→ **AIM OF THE TASK**
The answer should be each line of the records that contains the word "below"; please copy them all.

═══

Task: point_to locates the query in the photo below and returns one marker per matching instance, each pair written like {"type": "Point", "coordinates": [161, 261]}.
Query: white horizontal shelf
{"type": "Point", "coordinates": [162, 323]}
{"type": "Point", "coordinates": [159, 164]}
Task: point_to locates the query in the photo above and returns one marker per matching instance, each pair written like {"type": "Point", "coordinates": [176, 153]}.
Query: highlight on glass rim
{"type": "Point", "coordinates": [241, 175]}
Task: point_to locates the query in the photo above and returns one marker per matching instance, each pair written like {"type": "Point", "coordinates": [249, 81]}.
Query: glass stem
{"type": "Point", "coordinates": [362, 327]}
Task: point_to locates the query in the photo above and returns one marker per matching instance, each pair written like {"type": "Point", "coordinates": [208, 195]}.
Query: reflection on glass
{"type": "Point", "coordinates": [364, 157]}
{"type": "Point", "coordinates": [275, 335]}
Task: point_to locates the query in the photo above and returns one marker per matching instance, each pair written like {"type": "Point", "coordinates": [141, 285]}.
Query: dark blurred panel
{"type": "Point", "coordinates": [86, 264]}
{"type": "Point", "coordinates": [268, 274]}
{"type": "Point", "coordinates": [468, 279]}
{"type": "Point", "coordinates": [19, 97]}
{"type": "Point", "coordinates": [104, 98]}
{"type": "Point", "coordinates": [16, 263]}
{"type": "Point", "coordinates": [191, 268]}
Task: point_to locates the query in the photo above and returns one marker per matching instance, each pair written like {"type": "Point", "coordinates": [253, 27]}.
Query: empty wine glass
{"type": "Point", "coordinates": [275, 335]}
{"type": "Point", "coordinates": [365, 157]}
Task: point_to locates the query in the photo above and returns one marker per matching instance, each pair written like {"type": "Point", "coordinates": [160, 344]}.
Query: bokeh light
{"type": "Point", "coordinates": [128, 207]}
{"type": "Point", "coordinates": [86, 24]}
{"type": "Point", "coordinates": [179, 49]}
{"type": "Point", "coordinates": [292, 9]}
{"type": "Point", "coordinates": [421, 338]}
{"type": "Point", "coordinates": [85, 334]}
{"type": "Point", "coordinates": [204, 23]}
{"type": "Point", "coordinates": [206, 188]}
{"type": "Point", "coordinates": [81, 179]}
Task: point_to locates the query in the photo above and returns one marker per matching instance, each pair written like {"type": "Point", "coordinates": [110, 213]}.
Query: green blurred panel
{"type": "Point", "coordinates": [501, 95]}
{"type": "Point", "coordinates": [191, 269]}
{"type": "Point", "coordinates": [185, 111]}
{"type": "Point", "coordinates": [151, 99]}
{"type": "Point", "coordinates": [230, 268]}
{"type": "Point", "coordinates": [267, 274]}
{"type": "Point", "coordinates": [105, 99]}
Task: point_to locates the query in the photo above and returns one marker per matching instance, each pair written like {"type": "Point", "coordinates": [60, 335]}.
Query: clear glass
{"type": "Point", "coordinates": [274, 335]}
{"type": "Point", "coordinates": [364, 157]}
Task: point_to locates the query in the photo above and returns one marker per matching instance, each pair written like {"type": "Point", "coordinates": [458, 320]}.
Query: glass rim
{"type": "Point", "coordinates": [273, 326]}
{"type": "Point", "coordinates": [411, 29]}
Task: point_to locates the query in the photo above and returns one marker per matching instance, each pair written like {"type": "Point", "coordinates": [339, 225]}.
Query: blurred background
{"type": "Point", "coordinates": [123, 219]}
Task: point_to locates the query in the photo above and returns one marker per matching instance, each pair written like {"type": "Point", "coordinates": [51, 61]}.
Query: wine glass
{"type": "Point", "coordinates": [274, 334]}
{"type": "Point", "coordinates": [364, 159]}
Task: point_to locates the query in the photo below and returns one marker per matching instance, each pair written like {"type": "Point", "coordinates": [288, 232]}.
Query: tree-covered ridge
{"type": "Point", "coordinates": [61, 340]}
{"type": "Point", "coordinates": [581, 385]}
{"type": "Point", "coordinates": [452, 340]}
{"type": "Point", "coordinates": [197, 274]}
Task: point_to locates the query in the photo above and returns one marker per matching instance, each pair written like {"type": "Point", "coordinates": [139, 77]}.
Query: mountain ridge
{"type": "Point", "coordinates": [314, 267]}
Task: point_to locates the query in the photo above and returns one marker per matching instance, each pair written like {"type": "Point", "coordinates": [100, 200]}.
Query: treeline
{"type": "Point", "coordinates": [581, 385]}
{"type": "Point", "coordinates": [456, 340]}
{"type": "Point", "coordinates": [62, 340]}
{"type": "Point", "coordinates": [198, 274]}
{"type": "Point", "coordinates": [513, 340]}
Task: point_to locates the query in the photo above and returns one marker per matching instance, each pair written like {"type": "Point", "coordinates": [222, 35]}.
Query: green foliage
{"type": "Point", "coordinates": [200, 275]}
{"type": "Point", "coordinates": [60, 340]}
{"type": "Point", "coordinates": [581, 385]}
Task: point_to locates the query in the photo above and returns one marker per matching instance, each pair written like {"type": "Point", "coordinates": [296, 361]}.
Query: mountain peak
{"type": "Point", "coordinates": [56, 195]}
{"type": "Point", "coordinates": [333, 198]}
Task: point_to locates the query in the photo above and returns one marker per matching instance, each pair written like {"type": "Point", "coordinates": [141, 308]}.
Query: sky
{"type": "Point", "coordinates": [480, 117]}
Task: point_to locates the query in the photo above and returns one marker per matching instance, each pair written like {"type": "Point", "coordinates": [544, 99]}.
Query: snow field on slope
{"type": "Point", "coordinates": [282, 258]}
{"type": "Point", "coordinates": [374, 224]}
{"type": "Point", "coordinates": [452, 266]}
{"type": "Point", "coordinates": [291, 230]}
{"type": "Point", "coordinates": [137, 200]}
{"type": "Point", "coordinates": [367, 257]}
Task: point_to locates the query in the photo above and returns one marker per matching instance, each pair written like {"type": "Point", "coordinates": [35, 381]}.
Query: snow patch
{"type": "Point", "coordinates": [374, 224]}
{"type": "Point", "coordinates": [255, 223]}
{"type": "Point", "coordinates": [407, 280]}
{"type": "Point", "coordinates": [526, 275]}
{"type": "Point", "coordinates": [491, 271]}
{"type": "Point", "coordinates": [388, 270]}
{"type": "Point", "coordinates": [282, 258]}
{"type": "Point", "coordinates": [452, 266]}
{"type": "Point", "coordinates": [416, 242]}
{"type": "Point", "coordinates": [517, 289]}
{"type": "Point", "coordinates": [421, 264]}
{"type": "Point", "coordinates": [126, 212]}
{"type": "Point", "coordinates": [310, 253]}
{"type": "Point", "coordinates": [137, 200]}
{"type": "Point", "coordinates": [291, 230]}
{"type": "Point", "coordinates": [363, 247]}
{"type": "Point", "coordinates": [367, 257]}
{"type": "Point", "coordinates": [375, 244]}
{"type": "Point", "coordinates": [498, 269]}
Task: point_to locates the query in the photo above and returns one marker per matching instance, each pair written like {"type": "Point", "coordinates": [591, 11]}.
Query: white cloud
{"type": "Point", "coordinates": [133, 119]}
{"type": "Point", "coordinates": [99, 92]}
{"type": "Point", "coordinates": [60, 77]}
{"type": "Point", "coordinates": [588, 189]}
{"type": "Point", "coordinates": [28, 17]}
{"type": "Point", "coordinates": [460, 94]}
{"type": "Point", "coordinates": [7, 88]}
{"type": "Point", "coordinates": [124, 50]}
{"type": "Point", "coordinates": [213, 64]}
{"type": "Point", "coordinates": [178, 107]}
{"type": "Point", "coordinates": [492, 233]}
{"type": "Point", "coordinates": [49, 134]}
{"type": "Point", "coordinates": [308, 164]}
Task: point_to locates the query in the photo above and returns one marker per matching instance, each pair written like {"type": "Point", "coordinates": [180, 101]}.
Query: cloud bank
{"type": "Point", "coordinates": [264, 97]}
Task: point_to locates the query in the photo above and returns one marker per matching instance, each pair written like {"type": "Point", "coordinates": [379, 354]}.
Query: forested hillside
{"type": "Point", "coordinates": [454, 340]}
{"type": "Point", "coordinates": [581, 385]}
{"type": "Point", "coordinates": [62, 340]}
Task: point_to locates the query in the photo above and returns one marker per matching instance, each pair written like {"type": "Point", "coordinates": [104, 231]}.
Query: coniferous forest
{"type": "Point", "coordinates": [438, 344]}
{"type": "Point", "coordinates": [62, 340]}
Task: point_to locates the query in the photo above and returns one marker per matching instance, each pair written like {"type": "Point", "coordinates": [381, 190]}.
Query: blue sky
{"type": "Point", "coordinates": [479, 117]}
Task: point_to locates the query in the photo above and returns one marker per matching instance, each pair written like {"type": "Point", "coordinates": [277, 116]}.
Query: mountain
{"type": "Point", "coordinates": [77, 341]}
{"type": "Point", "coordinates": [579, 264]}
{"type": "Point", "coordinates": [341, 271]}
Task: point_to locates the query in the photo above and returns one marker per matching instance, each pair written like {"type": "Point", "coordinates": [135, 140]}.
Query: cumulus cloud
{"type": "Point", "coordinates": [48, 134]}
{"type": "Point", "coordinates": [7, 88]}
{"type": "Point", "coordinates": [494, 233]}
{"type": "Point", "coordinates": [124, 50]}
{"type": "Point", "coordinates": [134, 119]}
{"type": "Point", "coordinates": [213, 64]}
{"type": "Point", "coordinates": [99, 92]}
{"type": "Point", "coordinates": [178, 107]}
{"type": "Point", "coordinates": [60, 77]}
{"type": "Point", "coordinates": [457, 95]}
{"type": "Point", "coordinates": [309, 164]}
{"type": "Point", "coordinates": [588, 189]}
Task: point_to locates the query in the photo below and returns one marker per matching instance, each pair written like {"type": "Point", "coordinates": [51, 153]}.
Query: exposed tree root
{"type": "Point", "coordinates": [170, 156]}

═══

→ **SOLUTION TO THE EXERCISE**
Task: point_to locates the query in the photo below and returns one marker per matching instance, each pair written like {"type": "Point", "coordinates": [161, 261]}.
Task: point_to locates the query in the photo below and returns one marker per matching instance, each pair written like {"type": "Point", "coordinates": [288, 232]}.
Task: point_to locates the query in the photo below and returns one marker per matching instance, each pair written like {"type": "Point", "coordinates": [51, 153]}.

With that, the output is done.